Brief 1 |
In the article on treating acne in skin of color, which institutions does Dr Alexis hold posts at? List each one.
Brief 2 |
Extend the article on treating acne and postinflammatory hyperpigmentation in skin of color, starting right after its last sentence.

While acne is the most common dermatologic condition across all skin types, its treatment varies significantly from patient to patient. There are many factors that can influence which treatment is the most effective for a patient, including treatment goals and areas of concern. At the GW Advances in Acne Conference, Andrew Alexis, MD, discussed treating acne and postinflammatory hyperpigmentation (PIH) in skin of color (SOC).
“The key is maximizing efficacy and tolerability, while setting resolution of both acne and PIH as the treatment target,” he recommended. He shared his tips for improving both acne and PIH in an interview with The Dermatologist. Dr Alexis is a professor and chair of dermatology at Mount Sinai West and Mount Sinai Morningside, and the director of the Skin of Color Center in New York City.

(Data excerpts)
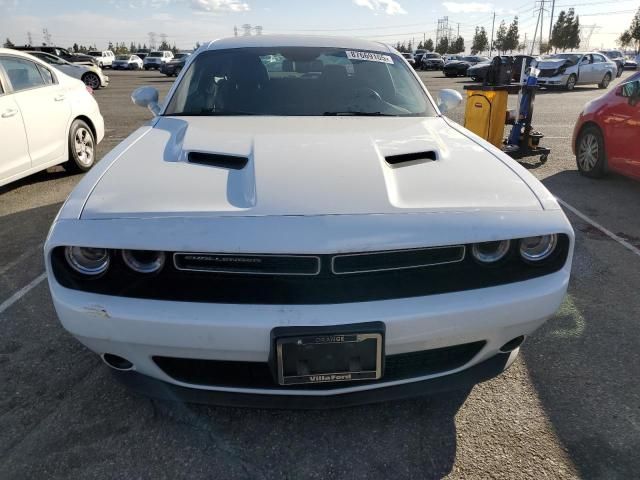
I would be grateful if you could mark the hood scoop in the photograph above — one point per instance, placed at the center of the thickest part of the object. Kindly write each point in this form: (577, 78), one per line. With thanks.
(411, 158)
(232, 162)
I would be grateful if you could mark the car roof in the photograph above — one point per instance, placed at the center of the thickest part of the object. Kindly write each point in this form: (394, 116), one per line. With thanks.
(295, 41)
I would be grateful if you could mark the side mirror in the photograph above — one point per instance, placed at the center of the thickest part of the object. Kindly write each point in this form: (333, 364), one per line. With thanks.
(146, 97)
(448, 100)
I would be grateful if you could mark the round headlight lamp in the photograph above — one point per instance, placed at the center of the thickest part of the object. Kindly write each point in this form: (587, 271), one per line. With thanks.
(536, 249)
(144, 261)
(88, 260)
(490, 252)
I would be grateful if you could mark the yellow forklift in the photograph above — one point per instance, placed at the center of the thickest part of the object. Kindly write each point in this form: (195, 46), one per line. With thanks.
(486, 111)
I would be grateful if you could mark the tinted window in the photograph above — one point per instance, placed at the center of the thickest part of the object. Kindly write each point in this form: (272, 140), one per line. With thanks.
(22, 74)
(308, 81)
(46, 75)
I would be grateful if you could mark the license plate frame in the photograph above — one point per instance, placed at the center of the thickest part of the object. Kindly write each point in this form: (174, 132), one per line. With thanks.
(315, 350)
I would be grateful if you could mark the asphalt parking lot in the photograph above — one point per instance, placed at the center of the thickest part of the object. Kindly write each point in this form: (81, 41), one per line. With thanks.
(569, 407)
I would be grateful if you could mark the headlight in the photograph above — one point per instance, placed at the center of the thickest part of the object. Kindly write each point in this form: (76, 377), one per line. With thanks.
(87, 260)
(490, 252)
(144, 261)
(536, 249)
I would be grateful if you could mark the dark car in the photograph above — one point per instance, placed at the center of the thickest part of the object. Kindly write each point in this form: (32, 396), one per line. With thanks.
(77, 58)
(432, 61)
(459, 67)
(478, 72)
(175, 66)
(617, 56)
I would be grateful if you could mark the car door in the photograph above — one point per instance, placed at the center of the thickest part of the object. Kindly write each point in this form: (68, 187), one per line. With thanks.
(621, 120)
(14, 154)
(44, 107)
(586, 73)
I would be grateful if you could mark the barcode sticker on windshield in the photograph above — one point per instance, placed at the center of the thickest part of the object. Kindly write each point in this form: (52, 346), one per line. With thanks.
(369, 56)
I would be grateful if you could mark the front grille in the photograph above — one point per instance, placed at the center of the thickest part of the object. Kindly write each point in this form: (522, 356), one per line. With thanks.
(297, 280)
(222, 373)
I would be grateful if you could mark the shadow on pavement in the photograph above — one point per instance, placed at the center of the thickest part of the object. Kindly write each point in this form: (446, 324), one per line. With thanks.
(585, 361)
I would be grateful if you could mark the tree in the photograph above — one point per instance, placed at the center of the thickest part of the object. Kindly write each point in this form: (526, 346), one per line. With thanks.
(501, 38)
(573, 30)
(480, 41)
(457, 46)
(443, 46)
(428, 45)
(513, 36)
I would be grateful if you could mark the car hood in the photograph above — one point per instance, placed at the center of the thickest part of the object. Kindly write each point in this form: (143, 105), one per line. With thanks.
(304, 166)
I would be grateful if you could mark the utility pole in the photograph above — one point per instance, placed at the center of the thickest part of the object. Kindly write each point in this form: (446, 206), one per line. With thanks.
(535, 34)
(493, 26)
(541, 22)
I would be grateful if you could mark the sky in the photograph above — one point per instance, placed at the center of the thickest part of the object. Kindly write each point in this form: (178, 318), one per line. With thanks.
(185, 22)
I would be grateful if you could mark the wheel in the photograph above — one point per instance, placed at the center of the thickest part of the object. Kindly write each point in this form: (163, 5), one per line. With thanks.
(82, 147)
(605, 81)
(92, 80)
(590, 154)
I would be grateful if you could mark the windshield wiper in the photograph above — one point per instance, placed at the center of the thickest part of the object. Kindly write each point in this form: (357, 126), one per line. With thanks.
(360, 114)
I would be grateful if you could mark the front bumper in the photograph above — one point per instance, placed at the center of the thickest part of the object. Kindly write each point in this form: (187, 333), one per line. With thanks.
(464, 379)
(558, 80)
(139, 330)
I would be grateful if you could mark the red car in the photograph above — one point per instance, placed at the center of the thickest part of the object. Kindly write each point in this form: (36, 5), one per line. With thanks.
(605, 137)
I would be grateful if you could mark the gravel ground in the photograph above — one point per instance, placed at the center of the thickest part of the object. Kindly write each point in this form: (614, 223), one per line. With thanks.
(569, 407)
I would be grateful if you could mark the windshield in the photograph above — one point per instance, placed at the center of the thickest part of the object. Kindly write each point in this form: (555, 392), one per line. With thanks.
(574, 58)
(306, 81)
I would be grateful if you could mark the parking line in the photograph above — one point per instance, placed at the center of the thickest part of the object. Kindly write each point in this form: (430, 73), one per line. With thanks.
(607, 232)
(22, 292)
(19, 259)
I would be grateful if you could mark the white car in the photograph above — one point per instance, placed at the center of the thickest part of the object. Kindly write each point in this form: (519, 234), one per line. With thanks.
(91, 75)
(46, 118)
(300, 239)
(127, 62)
(156, 59)
(570, 69)
(104, 58)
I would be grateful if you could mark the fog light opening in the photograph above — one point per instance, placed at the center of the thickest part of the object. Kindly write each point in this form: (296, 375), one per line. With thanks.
(511, 345)
(116, 362)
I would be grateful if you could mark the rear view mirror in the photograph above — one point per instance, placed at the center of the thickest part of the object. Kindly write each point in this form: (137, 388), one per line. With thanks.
(448, 100)
(146, 97)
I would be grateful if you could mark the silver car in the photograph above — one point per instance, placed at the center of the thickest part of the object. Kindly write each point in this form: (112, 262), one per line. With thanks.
(570, 69)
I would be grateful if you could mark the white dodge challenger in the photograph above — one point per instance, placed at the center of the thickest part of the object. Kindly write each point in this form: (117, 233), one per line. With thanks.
(300, 226)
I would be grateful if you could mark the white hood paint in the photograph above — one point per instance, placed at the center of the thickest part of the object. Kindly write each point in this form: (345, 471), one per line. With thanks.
(304, 166)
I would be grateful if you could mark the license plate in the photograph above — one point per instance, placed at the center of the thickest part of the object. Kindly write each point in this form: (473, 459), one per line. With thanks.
(341, 353)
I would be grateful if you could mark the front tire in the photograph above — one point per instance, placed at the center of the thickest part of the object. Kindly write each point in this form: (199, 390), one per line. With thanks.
(605, 81)
(82, 148)
(590, 153)
(92, 80)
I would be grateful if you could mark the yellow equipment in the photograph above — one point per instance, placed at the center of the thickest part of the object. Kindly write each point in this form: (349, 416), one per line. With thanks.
(486, 111)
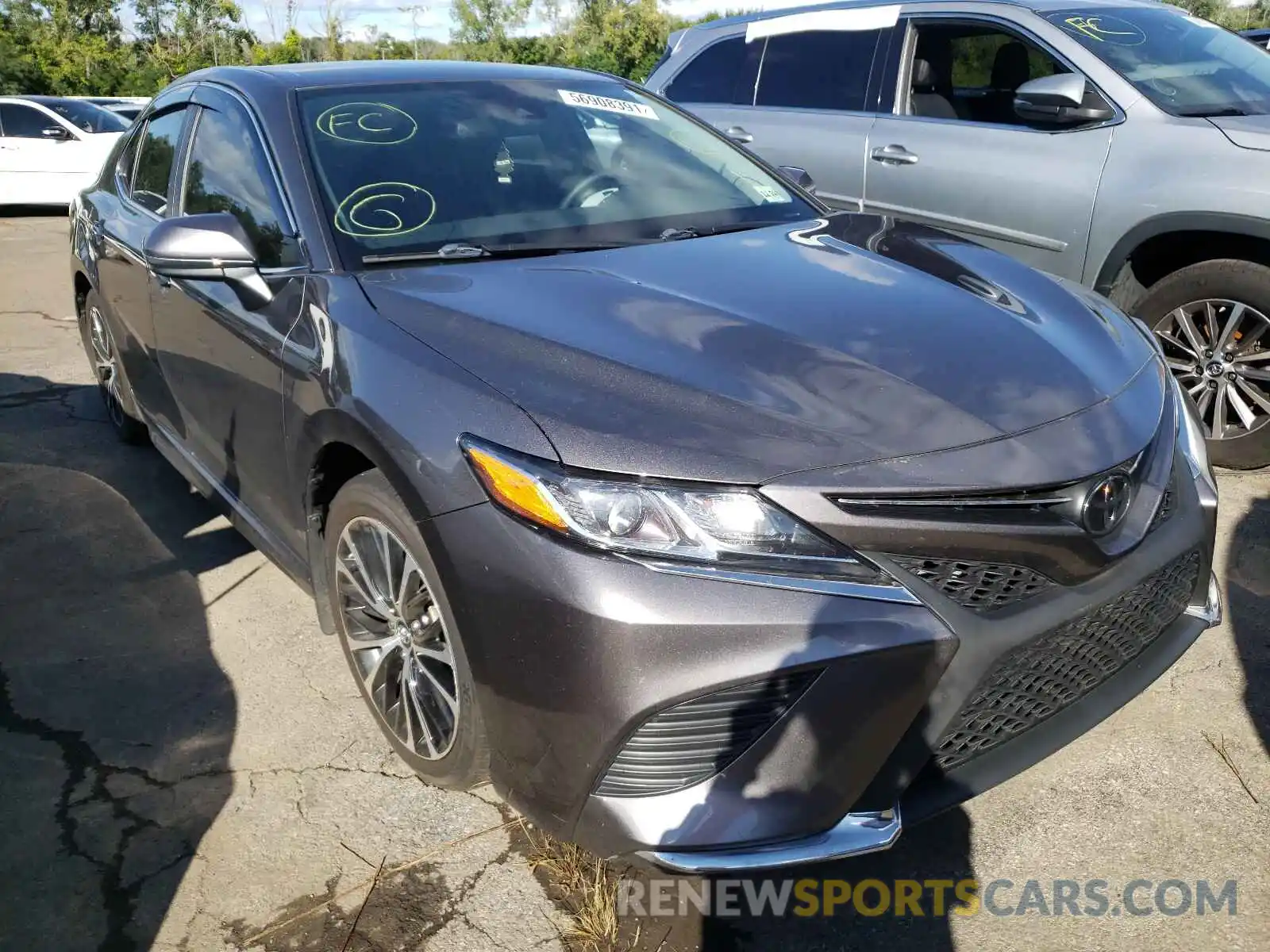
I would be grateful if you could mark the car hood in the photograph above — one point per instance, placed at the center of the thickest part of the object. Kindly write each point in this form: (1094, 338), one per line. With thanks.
(747, 355)
(1245, 131)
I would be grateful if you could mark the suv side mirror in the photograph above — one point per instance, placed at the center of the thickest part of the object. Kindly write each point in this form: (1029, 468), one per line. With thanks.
(209, 248)
(799, 177)
(1064, 99)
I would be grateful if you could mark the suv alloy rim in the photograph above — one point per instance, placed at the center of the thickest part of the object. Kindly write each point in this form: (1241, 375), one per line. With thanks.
(1216, 349)
(397, 638)
(105, 365)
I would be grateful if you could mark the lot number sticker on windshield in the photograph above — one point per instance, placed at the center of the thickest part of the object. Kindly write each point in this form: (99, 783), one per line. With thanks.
(611, 106)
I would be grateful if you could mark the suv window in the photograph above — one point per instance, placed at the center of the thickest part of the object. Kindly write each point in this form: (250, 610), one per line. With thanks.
(1184, 65)
(23, 122)
(156, 159)
(971, 71)
(722, 73)
(818, 69)
(229, 171)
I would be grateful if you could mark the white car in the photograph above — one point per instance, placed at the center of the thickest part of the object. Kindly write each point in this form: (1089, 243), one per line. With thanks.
(51, 148)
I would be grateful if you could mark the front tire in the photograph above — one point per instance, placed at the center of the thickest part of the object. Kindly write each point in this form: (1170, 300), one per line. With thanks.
(399, 635)
(103, 355)
(1213, 321)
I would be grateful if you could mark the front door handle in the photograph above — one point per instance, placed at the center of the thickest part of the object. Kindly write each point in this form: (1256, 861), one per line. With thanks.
(893, 155)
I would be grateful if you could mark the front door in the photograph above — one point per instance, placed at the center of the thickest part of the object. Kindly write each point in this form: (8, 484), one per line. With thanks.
(220, 357)
(956, 155)
(143, 182)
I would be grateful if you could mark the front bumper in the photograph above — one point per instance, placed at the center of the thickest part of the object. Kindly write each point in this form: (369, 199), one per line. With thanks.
(575, 651)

Answer area 1 |
- Mount Sinai West
- Mount Sinai Morningside
- The Skin of Color Center in New York City

Answer area 2 |
The Dermatologist: As you mentioned in your presentation, PIH is considered more bothersome by patients with darker phototypes. What are some of the challenges of treating acne and PIH?
Dr Alexis: The key challenges are:
- Treating the underlying acne that caused and can, in turn, cause more PIH if uncontrolled;
- Avoiding irritant dermatitis-induced PIH from the topical regimen being used to treat the acne; and
- Treating the PIH induced by acne.
The first challenge is addressed by designing a comprehensive treatment regimen that targets multiple pathogenic factors. The second challenge is addressed by carefully selecting active ingredients, concentrations, vehicles, and dosing frequency that are appropriate for a given patient from a tolerability standpoint. The third challenge is addressed by leveraging the effects of topical retinoids (on both acne and PIH) and using PIH-directed therapies, such as chemical peels, nonablative fractional lasers, or skin lightening agents when warranted.
The Dermatologist: What other considerations should dermatologists keep in mind when treating patients with darker phototypes and acne?
Dr Alexis: Avoid undertreatment in an effort to minimize risk of sequelae, such as PIH and scarring. Scarring, in particular, can be more challenging to treat in SOC due to the higher risk of pigmentary sequelae from most therapies used to treat acne scarring.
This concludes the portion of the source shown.